Identify Function: Identify the function to differentiate. $\newline$ The function given is $y = -5x^5 + 5x^3 + 2x$ . We need to find the derivative of this function with respect to $x$ , which is denoted as $\frac{dy}{dx}$ .
Apply Power Rule: Apply the power rule to each term of the function. $\newline$ The power rule states that the derivative of $x^n$ with respect to $x$ is $n\cdot x^{(n-1)}$ . We will apply this rule to each term of the function separately.
Differentiate First Term: Differentiate the first term $-5x^5$ . Using the power rule, the derivative of $-5x^5$ with respect to $x$ is $-5 \times 5x^{5-1} = -25x^4$ .
Differentiate Second Term: Differentiate the second term $5x^3$ . Using the power rule, the derivative of $5x^3$ with respect to $x$ is $5 \times 3x^{3-1} = 15x^2$ .
Differentiate Third Term: Differentiate the third term $2x$ . Using the power rule, the derivative of $2x$ with respect to $x$ is $2 \times 1x^{1-1} = 2x^0 = 2$ .
Combine Derivatives: Combine the derivatives of all terms to find $(\frac{dy}{dx})$ . $\frac{dy}{dx} = -25x^4 + 15x^2 + 2$ .

Dataset excerpts on object pointing
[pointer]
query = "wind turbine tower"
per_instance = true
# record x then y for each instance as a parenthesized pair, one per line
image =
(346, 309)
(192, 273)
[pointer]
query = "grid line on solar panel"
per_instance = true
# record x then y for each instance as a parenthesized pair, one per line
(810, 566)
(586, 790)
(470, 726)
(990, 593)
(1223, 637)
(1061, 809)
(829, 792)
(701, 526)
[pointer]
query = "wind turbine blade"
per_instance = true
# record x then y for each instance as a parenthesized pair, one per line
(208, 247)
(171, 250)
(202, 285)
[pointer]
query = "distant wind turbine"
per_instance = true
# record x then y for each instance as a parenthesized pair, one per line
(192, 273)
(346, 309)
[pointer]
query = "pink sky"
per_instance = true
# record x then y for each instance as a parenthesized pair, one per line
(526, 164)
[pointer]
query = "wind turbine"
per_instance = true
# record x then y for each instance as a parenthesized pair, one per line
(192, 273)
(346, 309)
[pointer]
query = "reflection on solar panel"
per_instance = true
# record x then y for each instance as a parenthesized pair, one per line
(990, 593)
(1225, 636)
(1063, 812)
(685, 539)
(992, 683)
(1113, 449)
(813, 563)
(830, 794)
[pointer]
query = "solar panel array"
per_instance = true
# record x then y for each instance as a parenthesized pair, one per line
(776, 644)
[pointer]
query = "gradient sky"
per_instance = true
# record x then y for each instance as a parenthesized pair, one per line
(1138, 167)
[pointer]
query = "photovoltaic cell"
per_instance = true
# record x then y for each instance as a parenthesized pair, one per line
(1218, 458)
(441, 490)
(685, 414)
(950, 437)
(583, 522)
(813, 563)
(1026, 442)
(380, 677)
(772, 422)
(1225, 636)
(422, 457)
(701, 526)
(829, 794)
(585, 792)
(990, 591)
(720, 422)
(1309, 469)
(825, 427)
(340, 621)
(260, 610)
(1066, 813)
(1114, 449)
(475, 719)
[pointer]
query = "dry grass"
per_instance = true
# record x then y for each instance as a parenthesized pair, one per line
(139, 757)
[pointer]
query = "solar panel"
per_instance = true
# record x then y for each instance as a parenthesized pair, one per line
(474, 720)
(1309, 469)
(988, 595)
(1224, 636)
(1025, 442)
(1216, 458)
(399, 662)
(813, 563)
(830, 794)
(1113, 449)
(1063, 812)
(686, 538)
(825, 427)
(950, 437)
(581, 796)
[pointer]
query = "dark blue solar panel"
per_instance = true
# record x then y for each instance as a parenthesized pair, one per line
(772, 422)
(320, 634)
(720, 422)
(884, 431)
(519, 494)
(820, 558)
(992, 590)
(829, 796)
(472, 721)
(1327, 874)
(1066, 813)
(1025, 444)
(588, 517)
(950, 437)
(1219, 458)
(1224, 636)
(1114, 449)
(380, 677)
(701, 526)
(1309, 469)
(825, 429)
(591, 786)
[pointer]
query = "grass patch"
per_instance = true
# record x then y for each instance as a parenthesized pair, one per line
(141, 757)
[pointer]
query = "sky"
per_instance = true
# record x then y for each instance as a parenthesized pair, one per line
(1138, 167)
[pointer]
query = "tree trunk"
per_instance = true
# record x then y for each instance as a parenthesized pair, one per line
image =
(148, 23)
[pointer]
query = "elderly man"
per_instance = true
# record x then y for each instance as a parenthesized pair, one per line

● What the task requires
Copy the differentiation steps again, beginning at the words "Differentiate First Term: Differentiate" and stopping after "15x^2 + 2$ .", and substitute "exponent rule" for "power rule" at each occurrence.

● Full output
Differentiate First Term: Differentiate the first term $-5x^5$ . Using the exponent rule, the derivative of $-5x^5$ with respect to $x$ is $-5 \times 5x^{5-1} = -25x^4$ .
Differentiate Second Term: Differentiate the second term $5x^3$ . Using the exponent rule, the derivative of $5x^3$ with respect to $x$ is $5 \times 3x^{3-1} = 15x^2$ .
Differentiate Third Term: Differentiate the third term $2x$ . Using the exponent rule, the derivative of $2x$ with respect to $x$ is $2 \times 1x^{1-1} = 2x^0 = 2$ .
Combine Derivatives: Combine the derivatives of all terms to find $(\frac{dy}{dx})$ . $\frac{dy}{dx} = -25x^4 + 15x^2 + 2$ .